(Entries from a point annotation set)

####################

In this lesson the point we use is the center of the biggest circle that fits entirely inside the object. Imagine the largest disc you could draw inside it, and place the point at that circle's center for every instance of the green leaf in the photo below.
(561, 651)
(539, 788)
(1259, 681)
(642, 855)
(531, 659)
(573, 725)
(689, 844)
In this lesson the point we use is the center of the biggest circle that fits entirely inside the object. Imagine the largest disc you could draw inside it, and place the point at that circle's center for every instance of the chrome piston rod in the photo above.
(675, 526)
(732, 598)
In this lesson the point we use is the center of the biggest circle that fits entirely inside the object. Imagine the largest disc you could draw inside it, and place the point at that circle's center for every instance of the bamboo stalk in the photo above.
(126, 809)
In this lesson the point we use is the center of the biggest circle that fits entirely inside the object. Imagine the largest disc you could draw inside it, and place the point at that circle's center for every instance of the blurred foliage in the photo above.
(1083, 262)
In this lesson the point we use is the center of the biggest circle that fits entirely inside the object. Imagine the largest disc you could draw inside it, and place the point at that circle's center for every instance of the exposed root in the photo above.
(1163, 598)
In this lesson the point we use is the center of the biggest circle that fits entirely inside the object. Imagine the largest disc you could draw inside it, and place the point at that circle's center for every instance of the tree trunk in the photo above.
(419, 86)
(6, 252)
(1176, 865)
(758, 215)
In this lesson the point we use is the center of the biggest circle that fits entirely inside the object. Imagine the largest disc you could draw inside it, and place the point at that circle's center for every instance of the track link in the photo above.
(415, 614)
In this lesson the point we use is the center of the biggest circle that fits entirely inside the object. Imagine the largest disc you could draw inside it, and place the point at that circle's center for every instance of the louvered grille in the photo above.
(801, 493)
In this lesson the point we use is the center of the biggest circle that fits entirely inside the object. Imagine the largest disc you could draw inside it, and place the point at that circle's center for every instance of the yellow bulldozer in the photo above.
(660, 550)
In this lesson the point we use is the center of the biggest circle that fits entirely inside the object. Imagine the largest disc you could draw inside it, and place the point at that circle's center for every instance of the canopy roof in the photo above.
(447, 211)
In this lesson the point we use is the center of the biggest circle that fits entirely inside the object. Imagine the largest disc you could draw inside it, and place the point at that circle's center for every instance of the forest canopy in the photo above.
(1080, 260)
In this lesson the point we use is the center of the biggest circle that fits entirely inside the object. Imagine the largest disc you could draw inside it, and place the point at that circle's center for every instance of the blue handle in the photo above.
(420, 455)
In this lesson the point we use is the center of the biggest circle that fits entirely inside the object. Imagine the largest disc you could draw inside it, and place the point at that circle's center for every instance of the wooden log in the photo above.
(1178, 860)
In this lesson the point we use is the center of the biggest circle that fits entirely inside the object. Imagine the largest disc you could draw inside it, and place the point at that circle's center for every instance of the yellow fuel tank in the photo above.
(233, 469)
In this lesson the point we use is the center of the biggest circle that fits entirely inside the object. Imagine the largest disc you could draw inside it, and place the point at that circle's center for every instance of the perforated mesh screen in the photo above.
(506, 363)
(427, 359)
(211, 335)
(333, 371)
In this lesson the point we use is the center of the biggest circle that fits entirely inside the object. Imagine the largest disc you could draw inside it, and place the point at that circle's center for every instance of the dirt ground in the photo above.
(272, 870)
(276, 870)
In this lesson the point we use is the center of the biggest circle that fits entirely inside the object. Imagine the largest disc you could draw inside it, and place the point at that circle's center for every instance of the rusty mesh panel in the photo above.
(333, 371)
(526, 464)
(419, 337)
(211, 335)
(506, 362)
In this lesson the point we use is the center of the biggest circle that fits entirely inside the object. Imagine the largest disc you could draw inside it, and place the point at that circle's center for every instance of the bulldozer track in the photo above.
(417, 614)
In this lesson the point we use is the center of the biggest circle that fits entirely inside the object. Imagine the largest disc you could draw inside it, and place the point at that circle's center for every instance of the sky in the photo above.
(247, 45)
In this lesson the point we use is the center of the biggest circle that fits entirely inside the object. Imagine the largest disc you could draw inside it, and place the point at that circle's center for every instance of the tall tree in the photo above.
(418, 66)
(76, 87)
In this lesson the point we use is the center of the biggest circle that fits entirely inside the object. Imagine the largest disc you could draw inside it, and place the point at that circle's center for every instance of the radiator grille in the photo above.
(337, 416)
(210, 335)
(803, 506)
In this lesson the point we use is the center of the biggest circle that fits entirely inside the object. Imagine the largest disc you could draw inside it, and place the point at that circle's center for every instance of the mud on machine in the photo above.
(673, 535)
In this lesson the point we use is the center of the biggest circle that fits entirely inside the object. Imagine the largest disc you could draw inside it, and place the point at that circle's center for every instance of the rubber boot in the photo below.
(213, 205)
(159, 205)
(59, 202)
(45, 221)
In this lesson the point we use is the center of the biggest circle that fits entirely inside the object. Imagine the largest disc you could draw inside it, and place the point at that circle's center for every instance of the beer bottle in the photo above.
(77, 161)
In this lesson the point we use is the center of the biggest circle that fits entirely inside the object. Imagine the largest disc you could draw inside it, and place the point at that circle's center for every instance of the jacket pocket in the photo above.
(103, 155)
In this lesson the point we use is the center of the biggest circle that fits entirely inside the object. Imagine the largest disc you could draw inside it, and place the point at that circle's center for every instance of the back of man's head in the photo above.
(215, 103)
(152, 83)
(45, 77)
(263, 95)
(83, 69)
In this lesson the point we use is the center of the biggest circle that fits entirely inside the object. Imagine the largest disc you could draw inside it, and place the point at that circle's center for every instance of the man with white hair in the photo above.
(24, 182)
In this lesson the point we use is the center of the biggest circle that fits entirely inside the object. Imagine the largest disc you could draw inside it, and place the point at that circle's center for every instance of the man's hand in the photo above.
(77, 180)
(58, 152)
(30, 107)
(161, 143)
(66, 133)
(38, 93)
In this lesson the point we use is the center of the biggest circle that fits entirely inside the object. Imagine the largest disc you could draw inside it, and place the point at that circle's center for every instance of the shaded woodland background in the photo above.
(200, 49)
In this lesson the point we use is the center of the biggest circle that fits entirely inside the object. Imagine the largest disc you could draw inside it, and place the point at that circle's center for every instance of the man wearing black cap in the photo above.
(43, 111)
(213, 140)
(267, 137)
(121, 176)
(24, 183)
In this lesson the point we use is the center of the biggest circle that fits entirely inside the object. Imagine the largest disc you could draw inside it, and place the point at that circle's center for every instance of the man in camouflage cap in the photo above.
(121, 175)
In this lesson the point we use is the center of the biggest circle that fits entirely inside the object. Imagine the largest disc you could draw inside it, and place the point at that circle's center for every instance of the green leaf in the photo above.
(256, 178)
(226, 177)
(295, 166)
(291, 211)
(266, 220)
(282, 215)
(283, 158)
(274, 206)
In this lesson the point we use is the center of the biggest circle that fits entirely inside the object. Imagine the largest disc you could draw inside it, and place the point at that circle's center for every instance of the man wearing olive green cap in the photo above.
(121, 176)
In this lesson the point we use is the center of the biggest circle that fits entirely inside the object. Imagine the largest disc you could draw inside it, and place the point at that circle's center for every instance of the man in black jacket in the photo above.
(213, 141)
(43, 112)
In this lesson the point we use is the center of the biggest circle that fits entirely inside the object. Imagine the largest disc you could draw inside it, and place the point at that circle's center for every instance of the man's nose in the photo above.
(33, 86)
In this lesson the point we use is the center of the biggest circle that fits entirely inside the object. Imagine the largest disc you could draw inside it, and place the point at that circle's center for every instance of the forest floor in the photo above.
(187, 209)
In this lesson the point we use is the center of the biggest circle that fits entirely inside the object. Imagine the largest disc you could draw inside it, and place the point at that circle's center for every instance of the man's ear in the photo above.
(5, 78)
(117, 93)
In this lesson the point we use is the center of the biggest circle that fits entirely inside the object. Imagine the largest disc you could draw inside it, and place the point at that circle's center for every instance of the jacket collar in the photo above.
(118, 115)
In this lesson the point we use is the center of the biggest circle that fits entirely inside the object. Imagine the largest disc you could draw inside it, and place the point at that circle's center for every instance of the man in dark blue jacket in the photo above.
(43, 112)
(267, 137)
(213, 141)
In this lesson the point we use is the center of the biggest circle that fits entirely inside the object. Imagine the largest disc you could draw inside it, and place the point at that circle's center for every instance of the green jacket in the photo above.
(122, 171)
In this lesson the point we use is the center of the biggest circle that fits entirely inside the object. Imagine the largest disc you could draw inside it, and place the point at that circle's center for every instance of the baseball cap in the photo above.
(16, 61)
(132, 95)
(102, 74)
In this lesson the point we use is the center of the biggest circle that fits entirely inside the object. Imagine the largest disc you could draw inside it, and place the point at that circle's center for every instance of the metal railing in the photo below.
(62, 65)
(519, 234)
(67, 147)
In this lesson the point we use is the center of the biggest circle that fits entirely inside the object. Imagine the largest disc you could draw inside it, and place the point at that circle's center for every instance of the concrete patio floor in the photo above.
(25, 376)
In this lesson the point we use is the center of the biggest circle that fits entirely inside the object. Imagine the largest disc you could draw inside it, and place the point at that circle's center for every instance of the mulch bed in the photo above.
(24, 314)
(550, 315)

####################

> _Problem to solve_:
Recast the records as a two-column CSV with the headers "text" and "answer," one row per record, placing each record's text and its answer in a single quoted field apiece with line breaks turned into spaces. Begin at the line that contains "blue jacket in the photo above." and continue through the end of the records.

> _Full answer_:
text,answer
"In this lesson the point we use is the center of the biggest circle that fits entirely inside the object. Imagine the largest disc you could draw inside it, and place the point at that circle's center for every instance of the man in dark blue jacket in the photo above.","(43, 112) (267, 137) (213, 141)"
"In this lesson the point we use is the center of the biggest circle that fits entirely inside the object. Imagine the largest disc you could draw inside it, and place the point at that circle's center for every instance of the green jacket in the photo above.","(122, 171)"
"In this lesson the point we use is the center of the biggest circle that fits entirely inside the object. Imagine the largest disc you could draw inside it, and place the point at that circle's center for every instance of the baseball cap in the photo above.","(16, 61) (132, 95) (102, 74)"
"In this lesson the point we use is the center of the biggest circle that fits entirely inside the object. Imagine the largest disc you could draw inside it, and place the point at that circle's center for every instance of the metal railing in the photo below.","(62, 65) (519, 234) (67, 147)"
"In this lesson the point we use is the center of the biggest circle that fits entirely inside the object. Imagine the largest disc you could draw inside it, and place the point at that circle's center for every instance of the concrete patio floor in the photo above.","(25, 376)"
"In this lesson the point we use is the center of the biggest circle that fits entirely inside the object. Imagine the largest disc you could draw inside it, and place the point at that circle's center for every instance of the mulch bed in the photo above.","(24, 314) (550, 315)"